_WHAT IS ASKED_.
Identify every line in the data below that contains the string "wooden", treating uppercase and lowercase as different, and copy each of those lines.

BEGIN ENTRIES SUPPLIED

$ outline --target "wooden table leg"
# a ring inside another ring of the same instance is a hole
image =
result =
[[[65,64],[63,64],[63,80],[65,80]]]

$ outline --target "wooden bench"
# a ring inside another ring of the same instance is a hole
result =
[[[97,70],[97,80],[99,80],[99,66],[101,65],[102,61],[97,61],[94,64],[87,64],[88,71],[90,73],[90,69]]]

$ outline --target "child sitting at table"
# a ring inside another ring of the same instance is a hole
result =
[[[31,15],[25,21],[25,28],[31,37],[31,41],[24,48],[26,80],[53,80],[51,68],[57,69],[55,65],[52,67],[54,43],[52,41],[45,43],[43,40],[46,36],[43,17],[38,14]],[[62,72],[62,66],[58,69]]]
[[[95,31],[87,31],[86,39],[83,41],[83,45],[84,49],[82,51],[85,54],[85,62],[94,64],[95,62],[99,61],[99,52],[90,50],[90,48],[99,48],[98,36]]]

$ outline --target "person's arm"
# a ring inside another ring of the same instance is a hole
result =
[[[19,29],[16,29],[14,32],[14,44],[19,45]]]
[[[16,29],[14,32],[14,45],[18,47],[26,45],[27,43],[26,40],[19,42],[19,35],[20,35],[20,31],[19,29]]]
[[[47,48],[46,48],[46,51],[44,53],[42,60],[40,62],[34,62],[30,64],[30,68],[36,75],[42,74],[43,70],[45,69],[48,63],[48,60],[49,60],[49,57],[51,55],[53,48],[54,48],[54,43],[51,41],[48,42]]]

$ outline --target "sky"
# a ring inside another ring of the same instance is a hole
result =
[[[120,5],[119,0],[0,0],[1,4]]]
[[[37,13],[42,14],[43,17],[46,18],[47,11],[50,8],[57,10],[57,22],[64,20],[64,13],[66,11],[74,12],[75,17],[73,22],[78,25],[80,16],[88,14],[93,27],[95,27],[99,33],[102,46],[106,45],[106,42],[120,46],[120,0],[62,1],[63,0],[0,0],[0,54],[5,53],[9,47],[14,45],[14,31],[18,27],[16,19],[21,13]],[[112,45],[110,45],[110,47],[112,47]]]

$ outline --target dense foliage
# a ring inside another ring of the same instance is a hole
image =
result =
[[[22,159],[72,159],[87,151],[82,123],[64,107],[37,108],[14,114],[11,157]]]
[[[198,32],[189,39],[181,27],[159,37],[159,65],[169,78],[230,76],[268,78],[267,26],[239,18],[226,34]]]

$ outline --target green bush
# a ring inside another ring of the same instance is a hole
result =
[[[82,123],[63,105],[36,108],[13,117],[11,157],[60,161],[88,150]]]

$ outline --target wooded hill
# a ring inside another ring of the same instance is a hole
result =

END ENTRIES SUPPLIED

_SOLUTION BELOW_.
$ outline --target "wooden table leg"
$ outline --target "wooden bench"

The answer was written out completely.